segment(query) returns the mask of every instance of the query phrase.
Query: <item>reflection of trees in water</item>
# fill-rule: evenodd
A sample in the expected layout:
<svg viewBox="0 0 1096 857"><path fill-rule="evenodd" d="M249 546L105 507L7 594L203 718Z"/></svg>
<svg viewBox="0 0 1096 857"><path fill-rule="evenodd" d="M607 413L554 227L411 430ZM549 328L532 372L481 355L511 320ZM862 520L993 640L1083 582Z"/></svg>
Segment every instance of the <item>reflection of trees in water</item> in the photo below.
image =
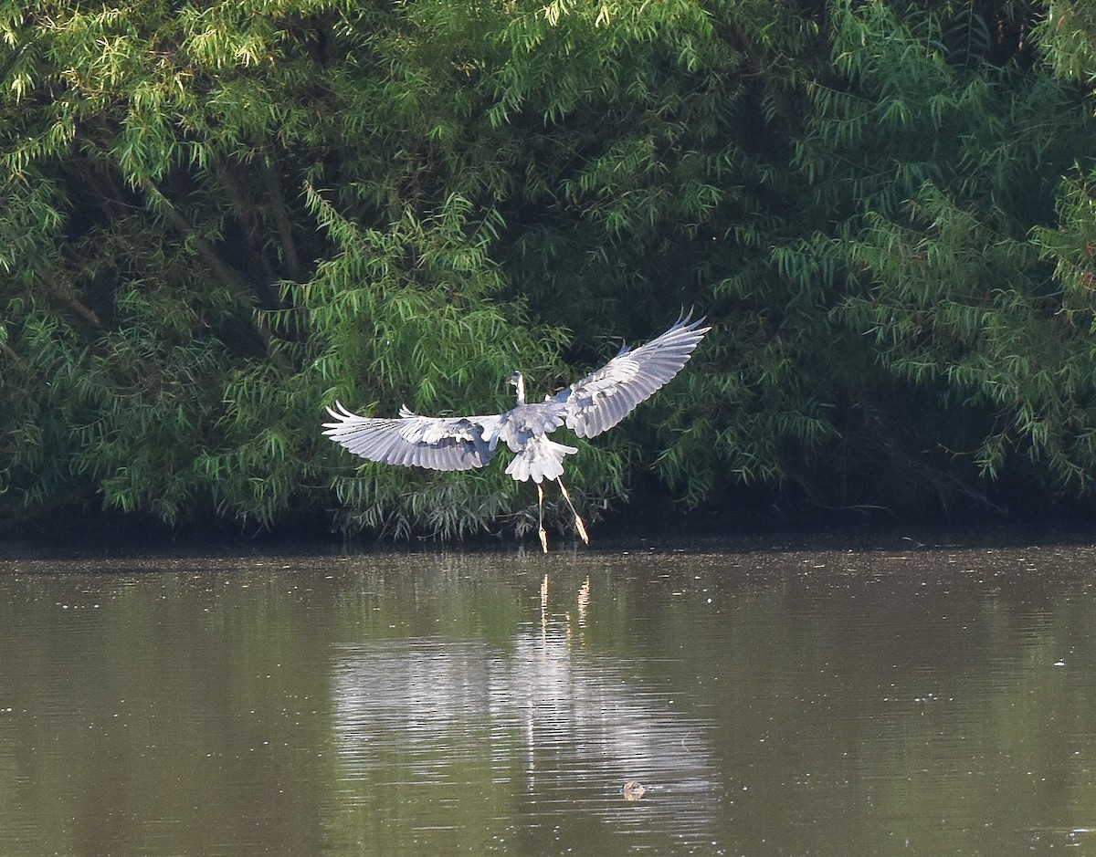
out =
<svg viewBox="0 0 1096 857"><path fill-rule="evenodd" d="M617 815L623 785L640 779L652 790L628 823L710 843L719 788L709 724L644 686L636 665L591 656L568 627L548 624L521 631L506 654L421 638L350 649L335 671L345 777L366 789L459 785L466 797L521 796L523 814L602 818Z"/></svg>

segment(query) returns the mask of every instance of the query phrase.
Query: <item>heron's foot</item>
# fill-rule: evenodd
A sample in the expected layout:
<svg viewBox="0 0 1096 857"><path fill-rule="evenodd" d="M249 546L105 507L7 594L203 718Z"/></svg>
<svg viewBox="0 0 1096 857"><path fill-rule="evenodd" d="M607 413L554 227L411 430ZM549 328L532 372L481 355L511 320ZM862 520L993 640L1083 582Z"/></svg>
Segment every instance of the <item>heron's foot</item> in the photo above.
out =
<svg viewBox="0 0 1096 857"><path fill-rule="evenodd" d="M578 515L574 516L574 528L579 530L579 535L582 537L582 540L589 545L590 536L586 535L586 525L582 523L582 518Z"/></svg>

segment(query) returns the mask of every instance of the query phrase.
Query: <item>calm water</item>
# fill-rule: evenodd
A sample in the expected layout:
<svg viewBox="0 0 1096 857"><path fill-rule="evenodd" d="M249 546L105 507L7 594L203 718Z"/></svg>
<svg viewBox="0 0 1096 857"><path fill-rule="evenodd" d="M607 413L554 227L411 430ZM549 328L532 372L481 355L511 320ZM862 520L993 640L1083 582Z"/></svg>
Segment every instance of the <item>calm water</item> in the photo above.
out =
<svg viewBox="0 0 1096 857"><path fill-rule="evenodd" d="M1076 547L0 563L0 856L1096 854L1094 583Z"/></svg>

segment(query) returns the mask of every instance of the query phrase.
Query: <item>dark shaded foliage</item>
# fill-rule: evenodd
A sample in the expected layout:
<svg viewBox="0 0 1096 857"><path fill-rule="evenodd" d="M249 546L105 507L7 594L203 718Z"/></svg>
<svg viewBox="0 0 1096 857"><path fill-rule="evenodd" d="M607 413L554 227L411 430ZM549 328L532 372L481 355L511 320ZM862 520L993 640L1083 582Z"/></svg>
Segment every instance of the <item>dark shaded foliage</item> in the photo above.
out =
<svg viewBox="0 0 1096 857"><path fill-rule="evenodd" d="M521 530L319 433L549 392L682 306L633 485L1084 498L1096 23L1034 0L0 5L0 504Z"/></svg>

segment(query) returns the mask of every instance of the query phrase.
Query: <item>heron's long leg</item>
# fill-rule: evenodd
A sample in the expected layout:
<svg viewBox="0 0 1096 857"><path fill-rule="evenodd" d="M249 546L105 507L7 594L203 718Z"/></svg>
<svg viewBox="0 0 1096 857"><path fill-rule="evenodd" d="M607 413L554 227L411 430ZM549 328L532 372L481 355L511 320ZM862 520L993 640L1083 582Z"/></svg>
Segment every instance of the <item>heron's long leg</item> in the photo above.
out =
* * * * * * *
Rewrite all the records with every "query phrase" swapped for "search phrase", changing nothing else. Leave out the pictures.

**Complete response**:
segment(query) returns the mask of every instance of the search phrase.
Query: <item>reflection of trees in water</item>
# fill-rule: evenodd
A sample in the expected layout:
<svg viewBox="0 0 1096 857"><path fill-rule="evenodd" d="M249 546L105 507L7 594L203 718Z"/></svg>
<svg viewBox="0 0 1096 857"><path fill-rule="evenodd" d="M607 413L554 227L411 430ZM549 328L532 372L481 355L511 320ZM862 520L993 640L1083 582Z"/></svg>
Segment every instance of the <item>reflection of trees in water</item> in the photo below.
image =
out =
<svg viewBox="0 0 1096 857"><path fill-rule="evenodd" d="M617 815L623 785L640 779L652 790L628 823L710 843L719 788L709 724L644 686L636 665L591 656L568 627L548 624L521 631L506 654L421 638L350 649L335 671L345 777L366 789L459 785L466 797L521 796L523 814L602 818Z"/></svg>

segment(query) returns the mask of every instance of the search phrase.
Query: <item>heron's foot</item>
# fill-rule: evenodd
A sample in the expected layout:
<svg viewBox="0 0 1096 857"><path fill-rule="evenodd" d="M249 546L105 507L7 594L203 718Z"/></svg>
<svg viewBox="0 0 1096 857"><path fill-rule="evenodd" d="M607 413L554 227L411 430ZM549 328L532 372L481 355L511 320ZM862 520L993 640L1083 582Z"/></svg>
Segment every instance of the <item>heron's foot</item> in the photo above.
out =
<svg viewBox="0 0 1096 857"><path fill-rule="evenodd" d="M578 515L574 516L574 528L579 530L579 535L582 537L582 540L589 545L590 536L586 535L586 525L582 523L582 518Z"/></svg>

segment(query) returns the mask of every instance of the search phrase.
Query: <item>calm water</item>
# fill-rule: evenodd
A sample in the expected layout:
<svg viewBox="0 0 1096 857"><path fill-rule="evenodd" d="M249 546L105 507L7 594L203 718Z"/></svg>
<svg viewBox="0 0 1096 857"><path fill-rule="evenodd" d="M607 413L554 227L411 430ZM549 328L532 372L481 355L511 320ZM862 520L993 640L1083 582Z"/></svg>
Segment every instance of the <item>calm water</item> in the photo above.
out =
<svg viewBox="0 0 1096 857"><path fill-rule="evenodd" d="M1076 547L0 563L0 856L1096 854L1094 583Z"/></svg>

segment(query) returns the mask of every instance of the search phrase.
Query: <item>dark shaded foliage</item>
# fill-rule: evenodd
A sample in the expected layout:
<svg viewBox="0 0 1096 857"><path fill-rule="evenodd" d="M249 546L105 507L7 594L203 718Z"/></svg>
<svg viewBox="0 0 1096 857"><path fill-rule="evenodd" d="M607 413L554 227L411 430ZM549 328L532 372L481 355L511 320ZM862 520L993 640L1083 582Z"/></svg>
Segment every instance of the <item>dark shaded foliage</item> in the photo above.
out =
<svg viewBox="0 0 1096 857"><path fill-rule="evenodd" d="M521 530L319 433L549 392L682 306L633 485L1084 498L1096 23L1034 0L0 5L0 504Z"/></svg>

segment(query) returns the mask of every instance of the search phrase.
Query: <item>heron's long leg</item>
# fill-rule: evenodd
A sample in the expected layout:
<svg viewBox="0 0 1096 857"><path fill-rule="evenodd" d="M249 546L105 507L7 594L203 718Z"/></svg>
<svg viewBox="0 0 1096 857"><path fill-rule="evenodd" d="M607 413L554 227L411 430ZM549 328L532 372L481 355L511 320ZM862 520L993 640L1083 582Z"/></svg>
Segment every instance of the <item>heron's long leg</item> in the photo above.
out =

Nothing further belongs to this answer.